=== Prompt ===
Write out every line of the records below as a numbered list, skipping blank lines and leaving out the pictures.

=== Entries drawn from a collection ===
_ _ _ _ _ _ _
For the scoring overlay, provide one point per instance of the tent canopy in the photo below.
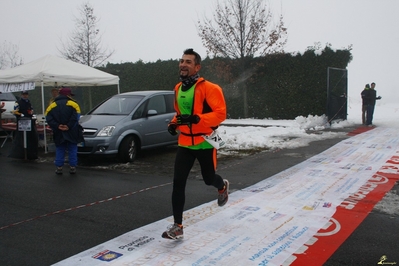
(50, 70)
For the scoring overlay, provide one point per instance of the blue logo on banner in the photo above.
(107, 255)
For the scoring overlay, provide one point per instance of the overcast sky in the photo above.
(161, 29)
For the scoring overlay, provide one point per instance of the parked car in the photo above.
(128, 122)
(9, 99)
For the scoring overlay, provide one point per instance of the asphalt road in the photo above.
(46, 218)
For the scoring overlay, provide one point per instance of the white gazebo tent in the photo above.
(50, 70)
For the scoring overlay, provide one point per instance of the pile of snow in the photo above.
(249, 134)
_ _ _ _ _ _ _
=== Finished answer ===
1. For the scoring overlay, provide one point per instance of the tent canopy in the photo below.
2. (50, 70)
3. For the scoring overlay, provide one point per instance of the blue logo on banner in the photo above.
4. (107, 255)
5. For the scoring overlay, provide one point per instance of the overcast sky in the photo above.
6. (161, 29)
7. For the scoring overlay, provide one point per instance of the parked car in the photo above.
8. (128, 122)
9. (9, 99)
10. For the scoring overlay, provide one point per instance of the asphalt road in the photo above.
11. (46, 218)
12. For the scoring overlay, provide one point per instance of the white gazebo tent in the photo above.
13. (50, 70)
14. For the scoring overlay, provide one point per instance of the pile of snow in the photo above.
15. (249, 134)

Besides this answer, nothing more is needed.